_Instructions for the task_
All entries are to be returned verbatim.

_Records for the task_
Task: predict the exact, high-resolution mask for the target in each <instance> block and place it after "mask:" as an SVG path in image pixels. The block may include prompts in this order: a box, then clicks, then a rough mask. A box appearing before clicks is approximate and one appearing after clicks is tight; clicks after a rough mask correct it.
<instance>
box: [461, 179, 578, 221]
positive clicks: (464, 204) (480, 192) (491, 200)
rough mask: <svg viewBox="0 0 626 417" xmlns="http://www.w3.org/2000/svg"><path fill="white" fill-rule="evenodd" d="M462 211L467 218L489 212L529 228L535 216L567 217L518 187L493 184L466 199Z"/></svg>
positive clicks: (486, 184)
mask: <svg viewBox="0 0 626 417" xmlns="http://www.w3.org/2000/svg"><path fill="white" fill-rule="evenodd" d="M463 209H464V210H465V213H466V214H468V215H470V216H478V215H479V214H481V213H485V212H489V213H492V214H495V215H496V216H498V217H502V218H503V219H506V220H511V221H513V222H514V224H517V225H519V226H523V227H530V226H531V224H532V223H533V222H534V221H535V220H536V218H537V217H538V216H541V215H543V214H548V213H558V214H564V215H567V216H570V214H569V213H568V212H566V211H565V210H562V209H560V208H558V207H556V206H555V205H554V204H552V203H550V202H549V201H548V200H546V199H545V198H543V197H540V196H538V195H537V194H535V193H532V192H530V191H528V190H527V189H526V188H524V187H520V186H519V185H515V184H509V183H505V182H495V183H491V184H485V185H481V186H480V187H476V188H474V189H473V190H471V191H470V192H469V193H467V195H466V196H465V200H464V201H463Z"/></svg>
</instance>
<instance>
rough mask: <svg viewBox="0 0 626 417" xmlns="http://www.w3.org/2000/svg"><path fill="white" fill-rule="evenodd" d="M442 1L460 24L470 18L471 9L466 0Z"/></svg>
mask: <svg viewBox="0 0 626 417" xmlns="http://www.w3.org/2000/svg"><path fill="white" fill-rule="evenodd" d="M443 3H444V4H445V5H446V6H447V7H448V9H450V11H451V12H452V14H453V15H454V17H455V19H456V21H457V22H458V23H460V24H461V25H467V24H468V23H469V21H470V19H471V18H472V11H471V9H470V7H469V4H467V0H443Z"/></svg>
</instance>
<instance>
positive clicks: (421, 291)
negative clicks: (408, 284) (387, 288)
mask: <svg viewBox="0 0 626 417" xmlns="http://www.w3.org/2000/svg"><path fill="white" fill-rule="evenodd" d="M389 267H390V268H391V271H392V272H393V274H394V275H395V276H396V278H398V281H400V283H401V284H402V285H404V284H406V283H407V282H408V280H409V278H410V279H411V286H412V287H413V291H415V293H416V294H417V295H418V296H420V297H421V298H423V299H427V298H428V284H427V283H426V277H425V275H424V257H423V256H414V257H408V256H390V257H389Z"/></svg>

_Result of the task_
Task: predict the exact, high-resolution mask for the target in each <instance> block and place it after "mask:" as an SVG path in image pixels. The block may include prompts in this order: a box, then clicks, then a rough mask. A box appearing before clicks is approximate and one appearing after clicks is tight; clicks after a rough mask correct it.
<instance>
box: [461, 179, 578, 221]
positive clicks: (464, 204) (480, 192) (491, 200)
rough mask: <svg viewBox="0 0 626 417" xmlns="http://www.w3.org/2000/svg"><path fill="white" fill-rule="evenodd" d="M462 211L467 218L489 212L529 228L535 216L567 217L518 187L493 184L466 199Z"/></svg>
positive clicks: (486, 184)
mask: <svg viewBox="0 0 626 417" xmlns="http://www.w3.org/2000/svg"><path fill="white" fill-rule="evenodd" d="M463 209H464V210H465V213H466V214H468V215H470V216H478V215H479V214H481V213H485V212H489V213H492V214H495V215H496V216H498V217H502V218H503V219H506V220H511V221H513V222H514V224H517V225H519V226H523V227H530V226H531V224H532V223H533V222H534V221H535V220H536V218H537V217H538V216H541V215H543V214H548V213H558V214H564V215H567V216H570V214H569V213H568V212H566V211H565V210H562V209H560V208H558V207H556V206H555V205H554V204H552V203H550V202H549V201H548V200H546V199H545V198H543V197H540V196H538V195H537V194H535V193H532V192H530V191H528V190H527V189H526V188H524V187H520V186H519V185H515V184H509V183H505V182H495V183H491V184H485V185H481V186H480V187H476V188H474V189H473V190H471V191H470V192H469V193H467V195H466V196H465V200H464V201H463Z"/></svg>
</instance>
<instance>
rough mask: <svg viewBox="0 0 626 417" xmlns="http://www.w3.org/2000/svg"><path fill="white" fill-rule="evenodd" d="M442 1L460 24L470 18L471 9L466 0Z"/></svg>
mask: <svg viewBox="0 0 626 417" xmlns="http://www.w3.org/2000/svg"><path fill="white" fill-rule="evenodd" d="M443 3H444V4H445V5H446V6H447V7H448V9H450V11H451V12H452V14H453V15H454V17H455V19H456V21H457V22H458V23H460V24H461V25H467V24H468V23H469V21H470V19H471V18H472V11H471V9H470V7H469V4H467V0H443Z"/></svg>
</instance>
<instance>
positive clicks: (421, 291)
negative clicks: (408, 284) (387, 288)
mask: <svg viewBox="0 0 626 417" xmlns="http://www.w3.org/2000/svg"><path fill="white" fill-rule="evenodd" d="M389 267H390V268H391V271H392V272H393V274H394V275H395V276H396V278H398V281H400V283H401V284H402V285H404V284H406V283H407V282H408V280H409V278H410V279H411V286H412V287H413V291H415V293H416V294H417V295H418V296H420V297H421V298H423V299H427V298H428V284H427V283H426V277H425V275H424V257H423V256H414V257H408V256H390V257H389Z"/></svg>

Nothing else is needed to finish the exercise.